_Stated task a_:
Can you transcribe the passage below about living without a car, starting at "Biggest hassle: The" and ending at "giving it a go."?

** start of Extracted text **

Biggest hassle: The amount of planning ahead required. “It can be a bit harder to be spontaneous,” Kisha said.
Annual savings: $10,000, most of which goes toward long-term investment or travel.

Cabrils, Spain
Cabrils, a municipality of 7,000 people about 30 km from Barcelona, does not seem a likely place to live without a car. But, Jacobo Pedrosa, 30, a children’s app developer at LilyMedia, is one of a small but growing number of people living in smaller towns outside of Barcelona who are giving it a go.
Why he did it: In 2011, when Pedrosa’s five-year-old Renault needed heavy maintenance and required hours of work at about 40 euros ($51) per hour, he decided to sell. “I didn’t need to drive,” he said. Taxes for car ownership were already costly and he was spending about 2,000 euros ($2,587) on maintenance and 3,000 euros ($3,881) for gas each year. As a web developer he could work from home and didn’t need to drive to an office each day, and could walk most places around the seaside town.

** end of Extracted text **

_Stated task b_:
Which lines of the listing below contain the word "green"? Pull out each of them, treating uppercase and lowercase as different.

** start of The input **

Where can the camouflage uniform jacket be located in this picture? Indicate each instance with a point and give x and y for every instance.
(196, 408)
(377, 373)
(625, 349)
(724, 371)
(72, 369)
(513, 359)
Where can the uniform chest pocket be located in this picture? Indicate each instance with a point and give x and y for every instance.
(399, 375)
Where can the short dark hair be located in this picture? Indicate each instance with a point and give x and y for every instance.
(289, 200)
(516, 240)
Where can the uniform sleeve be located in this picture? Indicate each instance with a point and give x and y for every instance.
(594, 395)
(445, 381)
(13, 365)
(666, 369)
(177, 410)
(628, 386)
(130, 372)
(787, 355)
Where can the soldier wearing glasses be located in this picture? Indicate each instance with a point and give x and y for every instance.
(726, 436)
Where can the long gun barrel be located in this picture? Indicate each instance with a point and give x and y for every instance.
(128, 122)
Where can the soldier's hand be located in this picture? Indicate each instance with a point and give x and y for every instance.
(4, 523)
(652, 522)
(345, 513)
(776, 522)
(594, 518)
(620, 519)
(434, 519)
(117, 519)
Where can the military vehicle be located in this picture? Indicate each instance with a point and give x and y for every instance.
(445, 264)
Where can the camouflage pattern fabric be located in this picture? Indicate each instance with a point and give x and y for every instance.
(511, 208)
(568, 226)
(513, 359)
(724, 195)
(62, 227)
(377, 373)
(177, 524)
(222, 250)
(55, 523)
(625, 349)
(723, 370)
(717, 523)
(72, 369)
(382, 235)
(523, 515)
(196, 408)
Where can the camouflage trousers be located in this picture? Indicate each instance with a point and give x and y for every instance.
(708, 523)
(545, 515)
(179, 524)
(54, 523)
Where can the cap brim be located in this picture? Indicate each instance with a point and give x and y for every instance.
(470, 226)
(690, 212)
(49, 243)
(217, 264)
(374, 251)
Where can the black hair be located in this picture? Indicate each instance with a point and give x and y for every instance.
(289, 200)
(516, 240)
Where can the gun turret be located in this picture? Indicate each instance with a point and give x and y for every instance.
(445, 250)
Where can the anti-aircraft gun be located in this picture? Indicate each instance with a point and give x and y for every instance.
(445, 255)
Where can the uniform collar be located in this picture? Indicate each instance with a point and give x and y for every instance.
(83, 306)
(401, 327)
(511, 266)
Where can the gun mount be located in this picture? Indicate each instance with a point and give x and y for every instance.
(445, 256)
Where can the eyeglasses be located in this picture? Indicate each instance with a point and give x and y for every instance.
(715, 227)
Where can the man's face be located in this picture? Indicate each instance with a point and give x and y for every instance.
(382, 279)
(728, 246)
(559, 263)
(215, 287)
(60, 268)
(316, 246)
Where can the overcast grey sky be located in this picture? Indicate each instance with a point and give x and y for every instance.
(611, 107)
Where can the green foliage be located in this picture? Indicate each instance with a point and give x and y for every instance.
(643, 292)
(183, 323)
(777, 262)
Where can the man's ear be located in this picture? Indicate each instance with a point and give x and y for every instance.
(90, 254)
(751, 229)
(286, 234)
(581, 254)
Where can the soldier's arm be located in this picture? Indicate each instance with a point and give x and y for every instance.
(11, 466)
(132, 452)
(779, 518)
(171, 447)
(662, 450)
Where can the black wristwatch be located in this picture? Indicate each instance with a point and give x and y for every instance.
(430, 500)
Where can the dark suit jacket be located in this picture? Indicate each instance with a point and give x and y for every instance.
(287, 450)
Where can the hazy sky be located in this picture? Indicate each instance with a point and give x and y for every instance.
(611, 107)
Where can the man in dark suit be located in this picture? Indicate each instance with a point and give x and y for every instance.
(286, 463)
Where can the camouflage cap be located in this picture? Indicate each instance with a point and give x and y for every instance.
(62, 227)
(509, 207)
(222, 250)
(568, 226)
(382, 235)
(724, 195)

** end of The input **
** start of The input **

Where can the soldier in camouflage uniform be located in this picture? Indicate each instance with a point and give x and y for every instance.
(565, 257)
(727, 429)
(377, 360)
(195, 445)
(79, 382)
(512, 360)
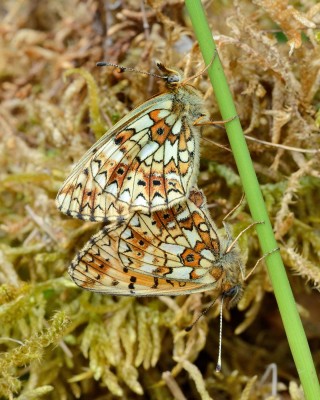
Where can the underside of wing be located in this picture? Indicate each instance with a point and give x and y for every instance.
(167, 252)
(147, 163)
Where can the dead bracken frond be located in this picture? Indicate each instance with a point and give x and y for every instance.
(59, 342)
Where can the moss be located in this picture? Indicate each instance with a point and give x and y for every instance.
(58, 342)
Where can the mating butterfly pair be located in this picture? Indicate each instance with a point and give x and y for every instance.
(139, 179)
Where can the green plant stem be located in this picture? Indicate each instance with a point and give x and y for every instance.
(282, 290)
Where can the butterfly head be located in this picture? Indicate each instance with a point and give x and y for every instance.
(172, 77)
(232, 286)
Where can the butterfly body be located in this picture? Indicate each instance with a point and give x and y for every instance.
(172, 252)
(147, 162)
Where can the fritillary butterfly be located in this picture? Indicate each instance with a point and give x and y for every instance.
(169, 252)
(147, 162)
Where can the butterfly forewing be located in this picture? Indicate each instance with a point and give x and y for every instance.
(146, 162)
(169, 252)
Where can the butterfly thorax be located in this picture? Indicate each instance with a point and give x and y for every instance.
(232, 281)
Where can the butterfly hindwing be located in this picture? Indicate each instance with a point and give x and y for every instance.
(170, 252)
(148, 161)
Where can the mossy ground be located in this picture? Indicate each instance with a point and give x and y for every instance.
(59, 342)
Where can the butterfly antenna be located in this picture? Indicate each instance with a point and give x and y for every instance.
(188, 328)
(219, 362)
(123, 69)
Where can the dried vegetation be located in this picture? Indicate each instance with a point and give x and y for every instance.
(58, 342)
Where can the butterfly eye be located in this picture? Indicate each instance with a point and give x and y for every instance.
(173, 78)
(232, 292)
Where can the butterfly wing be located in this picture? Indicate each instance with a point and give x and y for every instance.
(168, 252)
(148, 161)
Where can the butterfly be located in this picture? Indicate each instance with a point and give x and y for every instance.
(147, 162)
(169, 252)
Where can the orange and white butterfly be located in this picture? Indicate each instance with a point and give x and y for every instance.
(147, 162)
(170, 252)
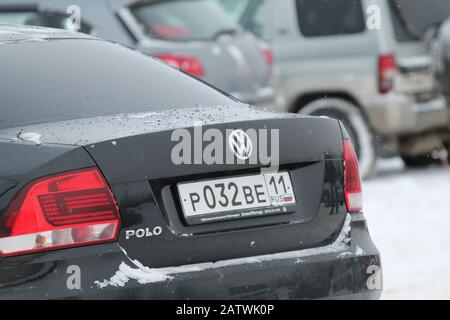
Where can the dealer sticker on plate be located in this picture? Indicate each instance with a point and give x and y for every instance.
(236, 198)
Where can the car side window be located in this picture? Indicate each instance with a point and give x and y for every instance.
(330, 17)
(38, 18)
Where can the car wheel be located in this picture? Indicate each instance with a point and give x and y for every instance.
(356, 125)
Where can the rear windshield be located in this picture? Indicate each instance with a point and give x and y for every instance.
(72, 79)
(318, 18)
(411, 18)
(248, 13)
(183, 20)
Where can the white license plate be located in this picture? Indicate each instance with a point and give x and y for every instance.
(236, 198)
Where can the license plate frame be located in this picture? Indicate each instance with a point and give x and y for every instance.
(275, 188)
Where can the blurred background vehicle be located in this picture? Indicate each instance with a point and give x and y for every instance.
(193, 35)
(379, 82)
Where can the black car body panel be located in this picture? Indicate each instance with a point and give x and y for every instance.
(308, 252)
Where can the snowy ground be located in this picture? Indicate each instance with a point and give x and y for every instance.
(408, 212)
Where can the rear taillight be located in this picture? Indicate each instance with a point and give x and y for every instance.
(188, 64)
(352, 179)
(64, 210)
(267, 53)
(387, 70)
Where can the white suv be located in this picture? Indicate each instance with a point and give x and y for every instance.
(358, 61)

** end of The input **

_Full output a_:
Biggest hassle: The amount of planning ahead required. “It can be a bit harder to be spontaneous,” Kisha said.
Annual savings: $10,000, most of which goes toward long-term investment or travel.

Cabrils, Spain
Cabrils, a municipality of 7,000 people about 30 km from Barcelona, does not seem a likely place to live without a car. But, Jacobo Pedrosa, 30, a children’s app developer at LilyMedia, is one of a small but growing number of people living in smaller towns outside of Barcelona who are giving it a go.

_Full output b_:
Where can the green foliage be located in this picture? Indicate each instance with a point and give x and y for every instance.
Where can the green plant stem be located in this picture? Indicate each instance with a point and give x and y for every instance.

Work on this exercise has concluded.